(What to produce):
Every entry needs to be reproduced exactly.

* Begin *

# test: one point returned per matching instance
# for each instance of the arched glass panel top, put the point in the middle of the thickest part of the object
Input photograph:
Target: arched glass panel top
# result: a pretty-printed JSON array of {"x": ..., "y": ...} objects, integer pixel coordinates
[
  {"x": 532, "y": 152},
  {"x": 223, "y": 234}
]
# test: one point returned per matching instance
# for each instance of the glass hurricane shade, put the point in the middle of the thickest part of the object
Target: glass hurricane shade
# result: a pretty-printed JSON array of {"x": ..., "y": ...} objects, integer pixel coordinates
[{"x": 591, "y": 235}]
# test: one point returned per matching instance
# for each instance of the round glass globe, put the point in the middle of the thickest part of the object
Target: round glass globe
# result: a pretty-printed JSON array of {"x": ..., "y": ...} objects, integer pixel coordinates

* End *

(Output below):
# test: one point returned per matching instance
# for each instance of the arched glass panel top, put the point in the middle of the thickest part of the object
Input photograph:
Target: arched glass panel top
# result: a pretty-printed JSON array of {"x": ..., "y": ...} objects, integer pixel coordinates
[
  {"x": 532, "y": 152},
  {"x": 223, "y": 234}
]
# test: one point returned per matching instance
# for each instance of the glass hurricane shade, put the point in the middle of the thickest part of the object
Target: glass hurricane shade
# result: a pretty-printed JSON array of {"x": ..., "y": ...} objects, integer pixel coordinates
[{"x": 591, "y": 235}]
# test: one point returned per matching instance
# for each instance of the round glass globe, put the point in the middle of the thickest part of the object
Target: round glass globe
# result: a pretty-printed JSON array of {"x": ..., "y": ...} objects, integer pixel coordinates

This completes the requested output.